> **Records**
________
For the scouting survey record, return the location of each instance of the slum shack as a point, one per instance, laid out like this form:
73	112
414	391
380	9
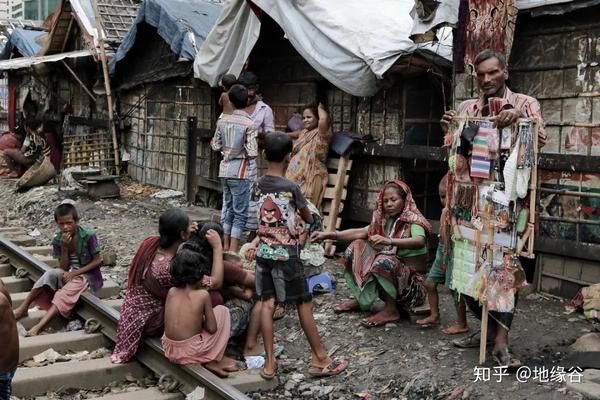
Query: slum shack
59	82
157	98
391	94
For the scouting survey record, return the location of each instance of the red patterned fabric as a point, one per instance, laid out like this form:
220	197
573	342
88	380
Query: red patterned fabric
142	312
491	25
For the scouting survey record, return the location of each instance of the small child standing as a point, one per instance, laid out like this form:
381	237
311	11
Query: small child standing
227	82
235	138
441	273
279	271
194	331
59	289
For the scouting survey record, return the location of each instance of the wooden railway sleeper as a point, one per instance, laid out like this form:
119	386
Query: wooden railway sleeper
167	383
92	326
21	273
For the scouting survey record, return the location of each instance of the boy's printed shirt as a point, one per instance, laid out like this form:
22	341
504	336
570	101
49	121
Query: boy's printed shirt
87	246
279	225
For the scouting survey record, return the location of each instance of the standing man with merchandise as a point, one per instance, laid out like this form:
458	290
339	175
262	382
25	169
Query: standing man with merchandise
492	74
________
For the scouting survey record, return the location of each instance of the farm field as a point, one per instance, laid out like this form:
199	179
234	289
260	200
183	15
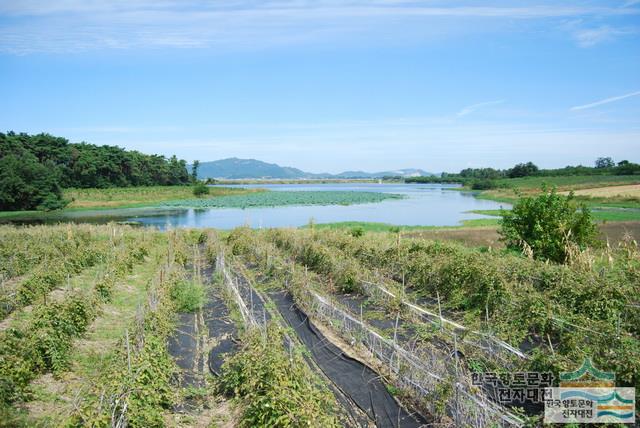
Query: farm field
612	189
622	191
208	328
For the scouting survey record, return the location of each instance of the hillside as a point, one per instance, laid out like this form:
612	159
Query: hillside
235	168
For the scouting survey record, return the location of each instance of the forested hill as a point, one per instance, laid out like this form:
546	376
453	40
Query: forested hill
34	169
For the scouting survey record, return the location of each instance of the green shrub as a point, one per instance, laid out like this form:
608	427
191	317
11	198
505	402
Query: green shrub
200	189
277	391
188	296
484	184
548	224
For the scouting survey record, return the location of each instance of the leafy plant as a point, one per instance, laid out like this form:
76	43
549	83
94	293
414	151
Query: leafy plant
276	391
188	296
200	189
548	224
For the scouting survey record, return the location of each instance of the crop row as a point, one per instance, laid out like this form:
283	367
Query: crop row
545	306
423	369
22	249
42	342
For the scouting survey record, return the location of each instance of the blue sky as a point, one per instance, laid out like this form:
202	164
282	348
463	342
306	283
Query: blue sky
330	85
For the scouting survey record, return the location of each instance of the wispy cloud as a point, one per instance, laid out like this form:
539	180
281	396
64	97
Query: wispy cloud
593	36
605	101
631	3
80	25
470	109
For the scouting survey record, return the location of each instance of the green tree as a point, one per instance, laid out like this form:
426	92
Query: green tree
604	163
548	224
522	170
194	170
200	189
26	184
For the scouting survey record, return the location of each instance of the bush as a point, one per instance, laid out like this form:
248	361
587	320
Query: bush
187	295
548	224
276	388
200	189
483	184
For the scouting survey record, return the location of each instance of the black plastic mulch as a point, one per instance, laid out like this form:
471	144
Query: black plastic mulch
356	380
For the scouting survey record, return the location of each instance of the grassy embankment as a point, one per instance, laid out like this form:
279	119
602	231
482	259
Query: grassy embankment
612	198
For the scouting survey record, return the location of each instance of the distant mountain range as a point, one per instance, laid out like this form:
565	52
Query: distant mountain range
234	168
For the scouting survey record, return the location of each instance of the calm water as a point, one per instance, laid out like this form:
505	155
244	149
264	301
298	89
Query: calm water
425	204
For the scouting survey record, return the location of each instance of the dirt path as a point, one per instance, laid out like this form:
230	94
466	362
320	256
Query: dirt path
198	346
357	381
________
> **What to do**
Count the lines in the entries above that contain the string "slum", matching case exactly. Reply with the number alone.

> **Final result**
2